◆ DIRECTIONS ◆
What you produce should be every line from the data that includes "road".

☆ ☆ ☆

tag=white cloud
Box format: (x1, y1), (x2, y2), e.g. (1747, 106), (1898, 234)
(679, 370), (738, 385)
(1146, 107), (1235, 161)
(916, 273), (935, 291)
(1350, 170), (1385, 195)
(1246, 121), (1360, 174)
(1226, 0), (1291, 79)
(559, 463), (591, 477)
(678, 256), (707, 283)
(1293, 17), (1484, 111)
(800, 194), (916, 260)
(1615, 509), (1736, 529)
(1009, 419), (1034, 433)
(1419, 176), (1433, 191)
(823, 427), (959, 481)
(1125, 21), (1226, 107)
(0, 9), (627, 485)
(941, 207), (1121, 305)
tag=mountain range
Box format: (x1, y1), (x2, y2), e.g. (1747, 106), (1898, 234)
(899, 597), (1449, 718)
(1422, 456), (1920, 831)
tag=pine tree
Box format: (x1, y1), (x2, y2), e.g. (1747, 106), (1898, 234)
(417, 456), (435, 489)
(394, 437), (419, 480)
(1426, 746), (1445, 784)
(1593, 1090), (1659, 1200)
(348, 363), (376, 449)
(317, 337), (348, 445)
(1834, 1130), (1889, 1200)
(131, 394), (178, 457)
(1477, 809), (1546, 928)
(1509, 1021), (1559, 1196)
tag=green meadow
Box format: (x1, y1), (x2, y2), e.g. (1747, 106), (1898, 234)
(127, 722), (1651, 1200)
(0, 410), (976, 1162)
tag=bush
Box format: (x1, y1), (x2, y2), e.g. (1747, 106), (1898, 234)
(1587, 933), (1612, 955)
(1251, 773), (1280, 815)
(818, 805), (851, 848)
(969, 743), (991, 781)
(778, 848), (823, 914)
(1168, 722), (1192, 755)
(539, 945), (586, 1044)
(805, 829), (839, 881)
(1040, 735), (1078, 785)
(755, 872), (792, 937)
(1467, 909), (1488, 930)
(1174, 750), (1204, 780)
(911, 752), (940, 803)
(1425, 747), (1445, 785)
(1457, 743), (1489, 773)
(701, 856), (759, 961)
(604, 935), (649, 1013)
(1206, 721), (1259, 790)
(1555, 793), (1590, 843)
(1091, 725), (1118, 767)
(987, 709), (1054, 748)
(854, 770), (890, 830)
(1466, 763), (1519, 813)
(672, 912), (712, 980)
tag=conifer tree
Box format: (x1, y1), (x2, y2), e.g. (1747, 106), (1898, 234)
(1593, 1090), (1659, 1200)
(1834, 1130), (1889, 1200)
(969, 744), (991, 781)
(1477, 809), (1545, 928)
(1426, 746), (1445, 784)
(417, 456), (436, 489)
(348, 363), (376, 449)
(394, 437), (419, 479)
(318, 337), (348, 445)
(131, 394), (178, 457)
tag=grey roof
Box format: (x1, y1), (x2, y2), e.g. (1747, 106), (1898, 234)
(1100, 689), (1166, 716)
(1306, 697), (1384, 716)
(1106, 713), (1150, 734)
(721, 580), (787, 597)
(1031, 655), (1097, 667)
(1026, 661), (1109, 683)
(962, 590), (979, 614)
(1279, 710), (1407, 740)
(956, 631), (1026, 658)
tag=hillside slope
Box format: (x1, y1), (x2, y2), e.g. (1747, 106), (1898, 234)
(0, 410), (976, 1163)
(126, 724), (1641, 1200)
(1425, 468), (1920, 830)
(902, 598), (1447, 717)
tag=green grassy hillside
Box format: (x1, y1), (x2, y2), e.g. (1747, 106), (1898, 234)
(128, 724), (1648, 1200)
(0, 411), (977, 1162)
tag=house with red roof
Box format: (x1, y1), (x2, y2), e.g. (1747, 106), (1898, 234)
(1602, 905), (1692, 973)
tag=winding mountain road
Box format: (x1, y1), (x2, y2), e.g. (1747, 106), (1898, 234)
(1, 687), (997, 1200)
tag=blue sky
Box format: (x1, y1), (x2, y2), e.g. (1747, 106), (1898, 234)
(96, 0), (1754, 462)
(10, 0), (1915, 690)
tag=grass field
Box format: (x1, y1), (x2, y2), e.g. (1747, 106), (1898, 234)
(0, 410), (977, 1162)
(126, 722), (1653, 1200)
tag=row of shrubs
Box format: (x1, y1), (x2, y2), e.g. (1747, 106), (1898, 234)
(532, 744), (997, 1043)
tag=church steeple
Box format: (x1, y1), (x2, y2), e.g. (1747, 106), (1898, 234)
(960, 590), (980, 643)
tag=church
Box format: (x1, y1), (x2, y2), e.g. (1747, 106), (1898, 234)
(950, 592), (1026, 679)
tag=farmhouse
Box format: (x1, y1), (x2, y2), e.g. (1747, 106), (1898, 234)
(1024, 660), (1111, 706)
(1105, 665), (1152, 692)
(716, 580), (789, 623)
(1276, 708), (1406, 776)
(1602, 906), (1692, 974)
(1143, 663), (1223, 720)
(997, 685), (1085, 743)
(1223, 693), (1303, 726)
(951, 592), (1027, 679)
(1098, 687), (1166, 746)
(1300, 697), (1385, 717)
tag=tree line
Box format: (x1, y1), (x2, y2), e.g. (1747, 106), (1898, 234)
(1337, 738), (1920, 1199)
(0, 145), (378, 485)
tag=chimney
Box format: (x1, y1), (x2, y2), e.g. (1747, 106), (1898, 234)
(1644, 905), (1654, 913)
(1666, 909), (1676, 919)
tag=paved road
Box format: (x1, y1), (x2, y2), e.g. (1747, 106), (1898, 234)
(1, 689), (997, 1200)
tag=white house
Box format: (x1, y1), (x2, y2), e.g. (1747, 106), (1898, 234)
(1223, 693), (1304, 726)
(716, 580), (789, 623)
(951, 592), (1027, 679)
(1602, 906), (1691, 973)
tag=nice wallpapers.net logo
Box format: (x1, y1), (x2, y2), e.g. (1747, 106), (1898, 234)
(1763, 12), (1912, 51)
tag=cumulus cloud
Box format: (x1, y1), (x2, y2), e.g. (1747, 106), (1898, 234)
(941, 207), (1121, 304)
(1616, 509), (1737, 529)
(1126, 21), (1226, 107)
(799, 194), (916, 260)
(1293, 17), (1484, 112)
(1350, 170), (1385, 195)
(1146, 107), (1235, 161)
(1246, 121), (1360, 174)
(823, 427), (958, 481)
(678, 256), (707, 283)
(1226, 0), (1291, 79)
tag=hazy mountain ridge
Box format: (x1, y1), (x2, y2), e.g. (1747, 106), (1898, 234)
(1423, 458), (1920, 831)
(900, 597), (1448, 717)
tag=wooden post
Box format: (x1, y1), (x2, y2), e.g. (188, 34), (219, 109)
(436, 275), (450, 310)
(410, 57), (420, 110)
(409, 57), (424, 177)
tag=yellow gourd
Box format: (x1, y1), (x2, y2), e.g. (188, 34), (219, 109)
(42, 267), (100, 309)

☆ ☆ ☆

◆ TASK SOLUTION ◆
tag=winding mountain road
tag=paved road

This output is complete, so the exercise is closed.